Records from a data collection:
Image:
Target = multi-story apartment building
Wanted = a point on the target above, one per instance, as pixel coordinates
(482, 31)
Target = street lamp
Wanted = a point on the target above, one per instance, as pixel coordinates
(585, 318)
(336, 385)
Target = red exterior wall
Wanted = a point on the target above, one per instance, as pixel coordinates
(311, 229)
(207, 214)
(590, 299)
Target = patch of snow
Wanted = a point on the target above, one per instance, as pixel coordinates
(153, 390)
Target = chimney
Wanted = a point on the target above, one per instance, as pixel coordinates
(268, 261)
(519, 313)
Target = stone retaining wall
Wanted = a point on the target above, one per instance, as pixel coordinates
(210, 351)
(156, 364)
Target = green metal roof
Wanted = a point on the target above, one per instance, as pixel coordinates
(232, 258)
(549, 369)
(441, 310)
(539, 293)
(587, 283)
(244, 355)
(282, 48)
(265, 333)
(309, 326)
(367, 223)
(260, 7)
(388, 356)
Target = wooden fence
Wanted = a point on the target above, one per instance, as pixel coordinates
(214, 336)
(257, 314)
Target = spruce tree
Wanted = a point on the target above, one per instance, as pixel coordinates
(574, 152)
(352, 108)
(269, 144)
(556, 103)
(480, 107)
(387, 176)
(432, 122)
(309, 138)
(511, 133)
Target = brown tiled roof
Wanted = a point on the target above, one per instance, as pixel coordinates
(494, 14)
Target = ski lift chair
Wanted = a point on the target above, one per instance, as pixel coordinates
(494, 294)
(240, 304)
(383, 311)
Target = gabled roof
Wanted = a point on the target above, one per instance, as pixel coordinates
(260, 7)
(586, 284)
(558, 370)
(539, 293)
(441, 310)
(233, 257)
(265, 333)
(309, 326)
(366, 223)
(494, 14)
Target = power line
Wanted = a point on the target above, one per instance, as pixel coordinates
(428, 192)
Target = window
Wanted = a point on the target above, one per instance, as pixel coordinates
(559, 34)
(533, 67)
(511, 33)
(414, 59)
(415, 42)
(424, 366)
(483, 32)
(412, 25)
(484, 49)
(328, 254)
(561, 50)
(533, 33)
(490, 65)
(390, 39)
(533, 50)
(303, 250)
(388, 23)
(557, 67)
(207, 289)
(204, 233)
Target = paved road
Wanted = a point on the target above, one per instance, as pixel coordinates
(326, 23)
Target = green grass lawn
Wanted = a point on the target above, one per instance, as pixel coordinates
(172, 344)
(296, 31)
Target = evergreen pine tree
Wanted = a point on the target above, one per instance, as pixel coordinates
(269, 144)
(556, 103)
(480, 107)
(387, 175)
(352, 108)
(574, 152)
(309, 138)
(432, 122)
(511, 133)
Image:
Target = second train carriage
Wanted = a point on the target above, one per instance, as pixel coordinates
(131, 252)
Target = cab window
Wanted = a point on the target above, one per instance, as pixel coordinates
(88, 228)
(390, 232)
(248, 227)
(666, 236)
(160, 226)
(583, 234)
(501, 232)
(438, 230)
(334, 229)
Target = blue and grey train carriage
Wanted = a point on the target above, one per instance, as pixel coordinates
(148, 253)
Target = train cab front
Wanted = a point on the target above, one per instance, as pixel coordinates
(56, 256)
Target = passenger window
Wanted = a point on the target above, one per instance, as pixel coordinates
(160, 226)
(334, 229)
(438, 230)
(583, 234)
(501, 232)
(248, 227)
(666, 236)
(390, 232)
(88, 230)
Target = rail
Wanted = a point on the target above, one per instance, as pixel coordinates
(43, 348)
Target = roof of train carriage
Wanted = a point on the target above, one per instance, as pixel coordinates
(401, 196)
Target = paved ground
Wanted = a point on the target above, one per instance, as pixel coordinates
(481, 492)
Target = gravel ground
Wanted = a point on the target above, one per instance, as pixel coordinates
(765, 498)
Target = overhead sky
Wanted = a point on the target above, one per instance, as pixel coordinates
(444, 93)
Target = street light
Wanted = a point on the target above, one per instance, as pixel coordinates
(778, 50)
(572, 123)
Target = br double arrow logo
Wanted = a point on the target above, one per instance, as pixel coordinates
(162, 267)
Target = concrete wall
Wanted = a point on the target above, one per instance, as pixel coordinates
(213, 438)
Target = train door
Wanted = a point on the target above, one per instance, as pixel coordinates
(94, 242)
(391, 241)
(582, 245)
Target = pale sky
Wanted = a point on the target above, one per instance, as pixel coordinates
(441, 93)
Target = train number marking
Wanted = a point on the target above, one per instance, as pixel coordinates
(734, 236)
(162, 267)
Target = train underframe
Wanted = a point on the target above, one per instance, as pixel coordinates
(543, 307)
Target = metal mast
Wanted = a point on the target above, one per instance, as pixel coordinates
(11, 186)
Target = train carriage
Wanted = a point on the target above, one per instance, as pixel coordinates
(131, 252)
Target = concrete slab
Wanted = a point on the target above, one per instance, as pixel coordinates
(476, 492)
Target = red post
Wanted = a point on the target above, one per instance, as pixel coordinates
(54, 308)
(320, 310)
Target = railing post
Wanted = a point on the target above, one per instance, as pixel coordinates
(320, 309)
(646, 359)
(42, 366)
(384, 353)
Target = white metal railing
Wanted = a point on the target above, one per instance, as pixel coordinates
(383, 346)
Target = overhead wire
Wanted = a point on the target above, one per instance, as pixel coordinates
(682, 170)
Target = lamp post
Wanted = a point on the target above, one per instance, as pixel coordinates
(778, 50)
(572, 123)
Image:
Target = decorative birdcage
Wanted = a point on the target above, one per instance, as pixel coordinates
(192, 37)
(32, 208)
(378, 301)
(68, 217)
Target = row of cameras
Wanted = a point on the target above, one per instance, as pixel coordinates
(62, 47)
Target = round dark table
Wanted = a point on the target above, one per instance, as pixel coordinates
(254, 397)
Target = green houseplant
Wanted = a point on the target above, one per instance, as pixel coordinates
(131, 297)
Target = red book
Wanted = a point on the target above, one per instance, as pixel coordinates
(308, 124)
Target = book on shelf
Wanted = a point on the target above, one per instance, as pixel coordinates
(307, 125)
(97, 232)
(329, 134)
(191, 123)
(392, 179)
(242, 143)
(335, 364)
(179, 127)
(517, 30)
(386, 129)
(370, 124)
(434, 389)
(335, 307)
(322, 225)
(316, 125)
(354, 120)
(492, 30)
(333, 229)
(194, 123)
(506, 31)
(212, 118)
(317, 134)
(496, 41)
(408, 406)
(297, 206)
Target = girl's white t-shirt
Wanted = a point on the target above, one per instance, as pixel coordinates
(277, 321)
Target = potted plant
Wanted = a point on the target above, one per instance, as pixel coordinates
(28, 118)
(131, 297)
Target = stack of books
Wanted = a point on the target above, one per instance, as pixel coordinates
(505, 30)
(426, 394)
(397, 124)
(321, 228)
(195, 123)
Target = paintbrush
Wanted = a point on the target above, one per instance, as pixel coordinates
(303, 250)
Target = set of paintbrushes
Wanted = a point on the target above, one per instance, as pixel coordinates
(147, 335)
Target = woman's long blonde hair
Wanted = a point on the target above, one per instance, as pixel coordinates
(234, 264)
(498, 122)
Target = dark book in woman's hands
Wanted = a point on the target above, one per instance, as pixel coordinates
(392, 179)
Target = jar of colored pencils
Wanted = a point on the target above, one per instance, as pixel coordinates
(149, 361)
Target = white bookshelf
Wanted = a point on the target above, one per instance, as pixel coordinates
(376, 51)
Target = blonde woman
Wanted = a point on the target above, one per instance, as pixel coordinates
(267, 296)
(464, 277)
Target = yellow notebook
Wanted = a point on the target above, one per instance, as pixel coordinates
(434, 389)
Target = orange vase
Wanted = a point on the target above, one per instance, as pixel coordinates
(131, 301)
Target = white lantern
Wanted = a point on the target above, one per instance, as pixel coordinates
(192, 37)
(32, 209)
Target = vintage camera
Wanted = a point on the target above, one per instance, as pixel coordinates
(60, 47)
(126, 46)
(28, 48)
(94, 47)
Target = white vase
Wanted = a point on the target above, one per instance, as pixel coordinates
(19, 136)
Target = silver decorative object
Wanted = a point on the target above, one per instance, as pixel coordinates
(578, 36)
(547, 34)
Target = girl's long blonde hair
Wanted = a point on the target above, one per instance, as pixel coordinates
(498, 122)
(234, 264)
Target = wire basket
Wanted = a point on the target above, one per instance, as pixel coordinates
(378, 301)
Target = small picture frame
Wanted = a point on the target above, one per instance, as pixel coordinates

Task brief. Could you quote, word for word, the lines of the data above, starting with the line that contains "Target = silver decorative object" and continuing through the last line of the data?

Solution to this exercise.
Target = silver decorative object
Wanted = a point on the target above, one per instance, as pixel coordinates
(578, 36)
(547, 34)
Target = girl's long blonde hair
Wanted = a point on the target above, one per instance, as pixel coordinates
(498, 122)
(234, 264)
Target = wire basket
Wanted = a point on the target above, one per instance, as pixel coordinates
(378, 301)
Target = small picture frame
Wanted = a point on the target above, one per instance, as pixel coordinates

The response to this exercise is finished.